Mouse TNF-α and IFN-γ enzyme-linked immunospot (ELISpot) assays were performed with a mouse TNF-α ELISpot kit (ImmunoSpot MTNFA-1M/5; CTL Europe GmbH) or a mouse IFN-γ ELISpot kit (ImmunoSpot MIFNG-1M/5; CTL Europe GmbH) according to the manufacturer’s instructions. Assay plates (96-well polyvinylidene difluoride [PVDF] membrane), antibodies, enzymes, substrate, and diluent were included in the kits. Briefly, 4 × 10⁵ mouse splenocytes/well were plated with either with 5 μg/ml of YFV-17D NS3 ATLTYRML peptide antigen (60) or with 50 μg/ml of total Vero E6 cellular antigen in RPMI 1640 medium (Gibco, Belgium) supplemented with 10% fetal bovine serum, 2 mM l-glutamine, and 0.75% sodium bicarbonate. After 24 h of incubation at 37°C, spots of mouse TNF-α or IFN-γ were visualized by subsequent addition of detection antibody, enzyme, and substrate. All plates were scanned using an ImmunoSpot S6 universal reader (CTL Europe GmbH). Spot counts were normalized by subtracting the number of spots from corresponding samples stimulated with noninfected Vero E6.

Intracellular cytokine staining for memory T cells and flow cytometry.

To restimulate memory T cells, freshly isolated single cell suspensions of splenocytes were seeded at 3 × 10⁶ per well in a round-bottom 96-well plate and incubated with either 5 μg/ml of the MHC class I- restricted peptide from YFV-17D NS3 (ATLTYRML) (60) or 50 μg/ml of total cellular antigen (infected or noninfected Vero E6 cell lysate). Following overnight incubation, the splenocytes were incubated for 2 h with 5 μg/ml of brefeldin A (Biolegend) for intracellular trapping of cytokines and then stained with Zombie Aqua (1:200) in PBS for 15 min. Splenocytes were then stained for CD3 (4 μg/ml eFluor 450 α-mouse CD3 antibody; Thermo Fisher Scientific) and CD8 (2 μg/ml of allophycocyanin [APC]/Cy7 α-mouse CD8a antibody; Biolegend) in PBS for 20 min before fixation in 2% paraformaldehyde (Sigma-Aldrich) and permeabilization and blocking in a mixture of 0.1% saponin and 1% normal mouse serum. Finally, splenocytes were stained intracellularly for TNF-α (6.5 μg/ml PE anti-mouse TNF-α; Biolegend) and IFN-γ (2 μg/ml of APC anti-mouse IFN-γ; Biolegend) prior to analysis on a flow cytometer (LSR Fortessa X-20; Becton, Dickinson). Gating on forward scatter A (FSC-A)/side scatter A (SSC-A) excluded debris; SSC-H/SSC-W and FSC-H/FSC-W excluded doublet cells. The data were analyzed using FlowJo 10 software (TreeStar). To determine the percentage of responding CD4⁺ or CD8⁺ T lymphocytes, the percentages of responders from samples stimulated with noninfected Vero E6 cell lysates were subtracted from the corresponding responses. The gating strategy for the analysis is depicted in Fig. S9B.

* **Recorded information**

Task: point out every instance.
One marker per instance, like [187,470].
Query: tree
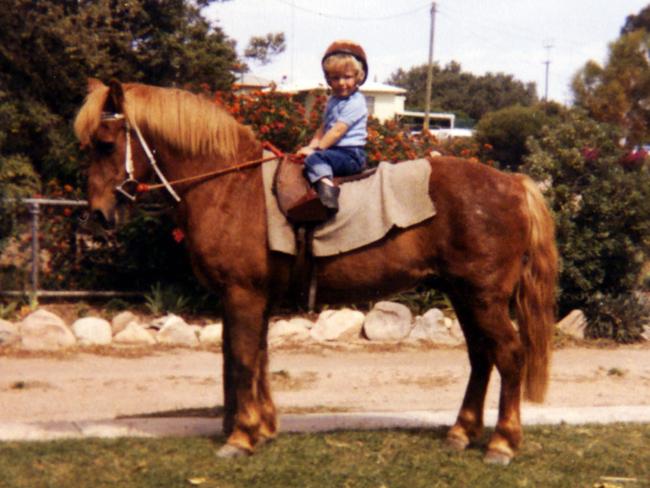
[463,93]
[618,92]
[48,48]
[262,48]
[503,133]
[639,21]
[600,195]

* **Apply what you read**
[1] Answer these questions about the assay methods text.
(a) How many mouse splenocytes per well were plated for the ELISpot assays?
(b) For how long were the splenocytes incubated with brefeldin A, and at what concentration?
(c) What software was used to analyze the flow cytometry data?
[2] Pick up the assay methods text after its last sentence and keep writing it.

* **Answers to each task**
[1]
(a) 4 × 10⁵ splenocytes per well.
(b) 2 h, at 5 μg/ml.
(c) FlowJo 10 software (TreeStar).

[2]
Binding prediction for cytotoxic T lymphocyte (CTL) epitopes within the YFV-17D nonstructural proteins.

Binding to the MHC class I molecules of peptides comprised in the NS proteins of YFV-17D was predicted by NetMHCPan4.0 (http://www.cbs.dtu.dk/services/NetMHCpan/). The full amino acid sequence of YFV-17D NS proteins was entered into the server to predict the 20 peptides (8- to 14-mers) with the highest affinity to their respective MHC/HLA class I molecules, such as mouse H2-Kb (C57BL/6 and S129 background), rhesus macaque Mamu-A*01, and some commonly found HLA types (HLA-A*02, HLA-A*24, and HLA-B*15) in men (79).

Statistical analysis.

GraphPad Prism 7 (GraphPad Software, Inc.) was used for all statistical evaluations. Quantitative data were represented as means ± standard deviations and obtained from at least three independent experiments. For ADCC assays, flow cytometry analysis and ELISpot assay data were represented as means ± standard errors of means (SEMs). Statistical significance was determined using survival analysis with log rank (Mantel-Cox) test, one-way analysis of variance (ANOVA) (neutralization titers and ELISA), two-way ANOVA (ADCC), paired t test (flow cytometry), and Wilcoxon matched-pairs signed rank test (comparison of paired postvaccinated and postchallenge samples). Correlation studies were performed using linear regression analysis with Pearson’s correlation coefficient. Values were considered statistically significantly different at P values of ≤0.05.